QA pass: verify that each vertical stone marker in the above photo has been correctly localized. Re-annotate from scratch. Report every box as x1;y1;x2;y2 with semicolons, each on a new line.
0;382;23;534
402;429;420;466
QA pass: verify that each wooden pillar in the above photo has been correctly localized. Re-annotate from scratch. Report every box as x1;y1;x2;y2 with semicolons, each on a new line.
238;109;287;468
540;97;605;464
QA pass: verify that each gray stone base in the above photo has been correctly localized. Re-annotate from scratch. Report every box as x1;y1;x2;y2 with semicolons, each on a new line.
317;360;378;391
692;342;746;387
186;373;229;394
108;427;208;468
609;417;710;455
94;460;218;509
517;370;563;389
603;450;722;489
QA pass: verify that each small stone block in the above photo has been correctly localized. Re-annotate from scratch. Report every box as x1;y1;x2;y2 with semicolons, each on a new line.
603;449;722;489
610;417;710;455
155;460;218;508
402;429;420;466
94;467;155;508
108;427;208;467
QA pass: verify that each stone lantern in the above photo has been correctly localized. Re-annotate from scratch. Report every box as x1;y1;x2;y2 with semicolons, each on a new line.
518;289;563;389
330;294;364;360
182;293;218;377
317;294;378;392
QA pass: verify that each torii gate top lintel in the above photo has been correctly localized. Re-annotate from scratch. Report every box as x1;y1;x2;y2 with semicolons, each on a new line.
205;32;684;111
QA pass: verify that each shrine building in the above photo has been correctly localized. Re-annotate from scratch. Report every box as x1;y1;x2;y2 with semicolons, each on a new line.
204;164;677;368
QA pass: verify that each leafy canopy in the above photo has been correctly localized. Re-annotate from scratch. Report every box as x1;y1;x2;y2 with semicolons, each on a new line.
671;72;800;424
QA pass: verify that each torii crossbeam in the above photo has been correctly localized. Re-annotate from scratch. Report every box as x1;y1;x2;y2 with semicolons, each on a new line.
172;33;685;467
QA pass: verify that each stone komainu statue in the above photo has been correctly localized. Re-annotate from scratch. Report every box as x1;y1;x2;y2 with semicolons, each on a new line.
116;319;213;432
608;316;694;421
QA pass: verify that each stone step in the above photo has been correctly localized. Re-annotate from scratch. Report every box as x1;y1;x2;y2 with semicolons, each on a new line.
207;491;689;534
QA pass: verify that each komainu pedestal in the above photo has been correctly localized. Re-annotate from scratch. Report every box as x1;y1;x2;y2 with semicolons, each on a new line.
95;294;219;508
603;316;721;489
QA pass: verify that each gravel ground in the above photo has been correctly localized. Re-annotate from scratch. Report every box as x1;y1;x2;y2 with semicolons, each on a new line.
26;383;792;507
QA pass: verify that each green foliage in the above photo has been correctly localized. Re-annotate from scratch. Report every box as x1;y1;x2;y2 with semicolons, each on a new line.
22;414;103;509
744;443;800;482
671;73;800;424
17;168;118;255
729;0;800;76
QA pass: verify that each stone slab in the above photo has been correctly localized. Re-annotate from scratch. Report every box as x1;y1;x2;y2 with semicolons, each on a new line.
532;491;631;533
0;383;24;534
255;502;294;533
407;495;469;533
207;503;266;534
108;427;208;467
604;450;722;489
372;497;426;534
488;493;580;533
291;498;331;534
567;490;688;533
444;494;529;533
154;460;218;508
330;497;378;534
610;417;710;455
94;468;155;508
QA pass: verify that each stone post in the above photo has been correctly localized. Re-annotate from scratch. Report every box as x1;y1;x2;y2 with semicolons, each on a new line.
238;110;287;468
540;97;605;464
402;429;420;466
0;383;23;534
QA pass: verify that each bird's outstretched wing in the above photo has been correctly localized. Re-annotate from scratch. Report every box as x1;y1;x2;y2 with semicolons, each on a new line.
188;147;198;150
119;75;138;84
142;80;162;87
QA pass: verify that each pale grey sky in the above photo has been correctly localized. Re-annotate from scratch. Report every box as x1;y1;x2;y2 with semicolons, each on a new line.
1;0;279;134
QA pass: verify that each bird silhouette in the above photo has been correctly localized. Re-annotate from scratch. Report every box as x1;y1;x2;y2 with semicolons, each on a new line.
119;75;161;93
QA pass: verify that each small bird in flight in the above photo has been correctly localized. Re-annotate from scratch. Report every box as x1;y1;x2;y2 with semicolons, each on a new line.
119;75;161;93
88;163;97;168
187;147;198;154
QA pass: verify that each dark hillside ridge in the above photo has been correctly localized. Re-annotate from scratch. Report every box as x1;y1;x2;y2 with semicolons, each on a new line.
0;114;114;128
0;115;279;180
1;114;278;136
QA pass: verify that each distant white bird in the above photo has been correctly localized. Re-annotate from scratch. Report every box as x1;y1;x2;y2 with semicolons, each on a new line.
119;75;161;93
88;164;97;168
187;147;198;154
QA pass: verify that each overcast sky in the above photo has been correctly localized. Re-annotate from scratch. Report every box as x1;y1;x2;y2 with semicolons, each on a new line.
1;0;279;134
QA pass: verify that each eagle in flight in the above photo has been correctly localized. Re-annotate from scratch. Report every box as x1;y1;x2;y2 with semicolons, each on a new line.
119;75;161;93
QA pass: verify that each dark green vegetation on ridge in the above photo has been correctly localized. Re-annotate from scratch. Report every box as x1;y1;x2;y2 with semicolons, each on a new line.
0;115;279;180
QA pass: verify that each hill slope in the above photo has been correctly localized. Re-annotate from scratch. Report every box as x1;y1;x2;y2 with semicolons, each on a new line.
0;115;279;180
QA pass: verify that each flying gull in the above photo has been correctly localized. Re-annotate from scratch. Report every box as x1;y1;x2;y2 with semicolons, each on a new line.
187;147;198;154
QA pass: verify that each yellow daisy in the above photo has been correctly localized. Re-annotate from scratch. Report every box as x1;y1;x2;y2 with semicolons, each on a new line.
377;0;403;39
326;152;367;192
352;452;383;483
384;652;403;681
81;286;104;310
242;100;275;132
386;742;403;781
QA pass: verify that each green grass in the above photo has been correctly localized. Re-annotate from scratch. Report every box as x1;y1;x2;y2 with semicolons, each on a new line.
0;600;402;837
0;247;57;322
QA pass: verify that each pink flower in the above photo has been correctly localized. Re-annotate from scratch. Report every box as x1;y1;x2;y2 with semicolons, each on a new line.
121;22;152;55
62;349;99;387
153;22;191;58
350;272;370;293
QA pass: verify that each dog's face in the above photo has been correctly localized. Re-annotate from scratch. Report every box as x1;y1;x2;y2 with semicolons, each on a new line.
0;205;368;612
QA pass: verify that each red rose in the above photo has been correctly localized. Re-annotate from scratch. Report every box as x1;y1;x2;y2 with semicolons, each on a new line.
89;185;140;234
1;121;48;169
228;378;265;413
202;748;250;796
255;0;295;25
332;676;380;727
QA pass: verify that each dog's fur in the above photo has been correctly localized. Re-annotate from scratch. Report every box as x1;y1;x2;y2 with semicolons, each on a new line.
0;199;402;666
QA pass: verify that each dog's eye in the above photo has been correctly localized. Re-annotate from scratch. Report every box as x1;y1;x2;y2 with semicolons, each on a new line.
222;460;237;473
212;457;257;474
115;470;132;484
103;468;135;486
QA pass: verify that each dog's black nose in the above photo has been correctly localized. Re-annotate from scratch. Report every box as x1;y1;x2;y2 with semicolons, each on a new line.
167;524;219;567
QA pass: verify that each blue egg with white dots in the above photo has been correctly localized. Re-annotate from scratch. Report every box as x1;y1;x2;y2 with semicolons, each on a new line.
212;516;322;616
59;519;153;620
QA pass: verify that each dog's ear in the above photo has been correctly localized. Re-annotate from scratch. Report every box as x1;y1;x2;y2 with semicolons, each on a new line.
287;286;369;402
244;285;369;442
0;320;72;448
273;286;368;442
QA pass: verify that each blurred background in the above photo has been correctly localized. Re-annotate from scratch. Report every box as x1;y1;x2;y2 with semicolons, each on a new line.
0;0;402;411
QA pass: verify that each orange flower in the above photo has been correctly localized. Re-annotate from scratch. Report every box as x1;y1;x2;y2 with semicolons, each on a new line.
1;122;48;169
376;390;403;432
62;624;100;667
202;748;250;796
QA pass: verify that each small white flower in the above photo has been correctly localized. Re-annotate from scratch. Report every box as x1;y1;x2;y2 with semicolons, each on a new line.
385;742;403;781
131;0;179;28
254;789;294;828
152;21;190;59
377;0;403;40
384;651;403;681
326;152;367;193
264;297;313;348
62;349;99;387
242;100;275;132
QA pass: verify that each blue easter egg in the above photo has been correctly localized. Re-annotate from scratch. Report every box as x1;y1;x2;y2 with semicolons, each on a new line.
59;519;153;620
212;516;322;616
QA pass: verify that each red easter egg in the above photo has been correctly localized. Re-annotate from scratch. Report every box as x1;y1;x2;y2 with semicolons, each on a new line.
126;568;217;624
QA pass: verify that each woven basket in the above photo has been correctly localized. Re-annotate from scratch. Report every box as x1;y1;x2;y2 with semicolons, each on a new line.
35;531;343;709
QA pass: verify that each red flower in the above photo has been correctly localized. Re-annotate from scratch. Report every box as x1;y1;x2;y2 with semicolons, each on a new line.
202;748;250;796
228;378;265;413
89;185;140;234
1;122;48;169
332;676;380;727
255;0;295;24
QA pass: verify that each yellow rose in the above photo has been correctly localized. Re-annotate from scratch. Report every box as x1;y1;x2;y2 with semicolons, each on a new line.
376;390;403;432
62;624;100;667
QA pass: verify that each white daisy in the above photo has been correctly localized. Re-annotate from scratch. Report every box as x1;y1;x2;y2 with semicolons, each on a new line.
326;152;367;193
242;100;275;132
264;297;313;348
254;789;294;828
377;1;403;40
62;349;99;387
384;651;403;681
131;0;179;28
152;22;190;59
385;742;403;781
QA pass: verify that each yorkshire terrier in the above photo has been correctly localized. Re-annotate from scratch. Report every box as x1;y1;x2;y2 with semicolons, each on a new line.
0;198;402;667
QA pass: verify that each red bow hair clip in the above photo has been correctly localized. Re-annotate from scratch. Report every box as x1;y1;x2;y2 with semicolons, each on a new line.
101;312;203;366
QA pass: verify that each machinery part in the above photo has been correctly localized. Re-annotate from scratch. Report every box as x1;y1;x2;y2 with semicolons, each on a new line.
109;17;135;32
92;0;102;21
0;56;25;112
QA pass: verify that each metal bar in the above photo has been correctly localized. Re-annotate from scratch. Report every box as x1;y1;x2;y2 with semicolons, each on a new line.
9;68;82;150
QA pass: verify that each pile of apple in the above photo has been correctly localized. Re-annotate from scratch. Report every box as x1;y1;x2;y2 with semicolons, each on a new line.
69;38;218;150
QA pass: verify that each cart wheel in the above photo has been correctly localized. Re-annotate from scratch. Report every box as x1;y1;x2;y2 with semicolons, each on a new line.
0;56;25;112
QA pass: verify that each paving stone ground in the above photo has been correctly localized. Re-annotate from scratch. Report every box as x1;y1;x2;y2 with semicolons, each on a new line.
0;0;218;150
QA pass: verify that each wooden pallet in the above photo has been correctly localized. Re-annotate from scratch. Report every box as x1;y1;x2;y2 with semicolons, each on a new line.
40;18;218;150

++++

- HOW TO COMPLETE THIS TASK -
Exactly the lines between the one containing "QA pass: verify that each machinery" and the end of the material, both ends included, must be retyped, with nothing added.

- COMPLETED TASK -
QA pass: verify that each machinery part in the above photo has been correctly localized. Re-annotate from scratch. Report every box as x1;y1;x2;y2 with semicolons, each on a new line.
109;17;135;32
92;0;102;21
0;56;25;112
QA pass: verify that each metal bar in the above photo has been correctly localized. Re-annotate from scratch. Report every box as x1;y1;x2;y2 with semicolons, each on a new line.
9;68;82;150
QA pass: verify that each pile of apple in the above photo has been correctly localized. Re-annotate from scratch. Report every box as x1;y1;x2;y2 with semicolons, each on a new line.
69;38;218;150
QA pass: verify that each cart wheel in the above photo has been correctly localized. Re-annotate from scratch. Report every box as x1;y1;x2;y2 with semicolons, each on a new line.
0;56;25;112
QA pass: verify that each paving stone ground in the above photo has been correctly localized. Re-annotate from scratch. Report every box as x1;y1;x2;y2 with semicolons, each on a new line.
0;0;218;150
QA pass: verify that each wooden pallet in the above photo has been correctly localized. Re-annotate from scratch. Report every box as x1;y1;x2;y2 with semicolons, each on a new line.
40;18;218;150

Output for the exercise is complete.